Please print every one of the entries below again, line for line and without any changes.

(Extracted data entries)
• • • •
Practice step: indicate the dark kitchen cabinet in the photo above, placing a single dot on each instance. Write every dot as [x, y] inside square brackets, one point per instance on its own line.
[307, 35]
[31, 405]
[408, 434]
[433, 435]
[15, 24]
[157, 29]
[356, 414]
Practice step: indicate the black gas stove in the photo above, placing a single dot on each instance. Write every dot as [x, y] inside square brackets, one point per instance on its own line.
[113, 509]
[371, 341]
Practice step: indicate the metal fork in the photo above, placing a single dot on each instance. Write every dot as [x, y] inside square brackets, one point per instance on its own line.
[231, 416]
• • • •
_PROBLEM SOLUTION:_
Practice step: indicate the dark kitchen cabinet in the photo above, placing a single dot on each instance. Write every dot as [x, y] inside square brackets, one point per instance on its own line.
[307, 35]
[31, 405]
[408, 434]
[433, 435]
[15, 24]
[157, 29]
[356, 414]
Practice step: indicate the black gas stove in the photo above, placing a single dot on each instance. Write every dot as [x, y] inside square brackets, one point per instance on its own line.
[113, 509]
[371, 341]
Practice step: indicate the metal fork in the photo above, placing a single dot on each instance. Write every dot as [x, y] inside square brackets, one point per instance on its own line.
[231, 416]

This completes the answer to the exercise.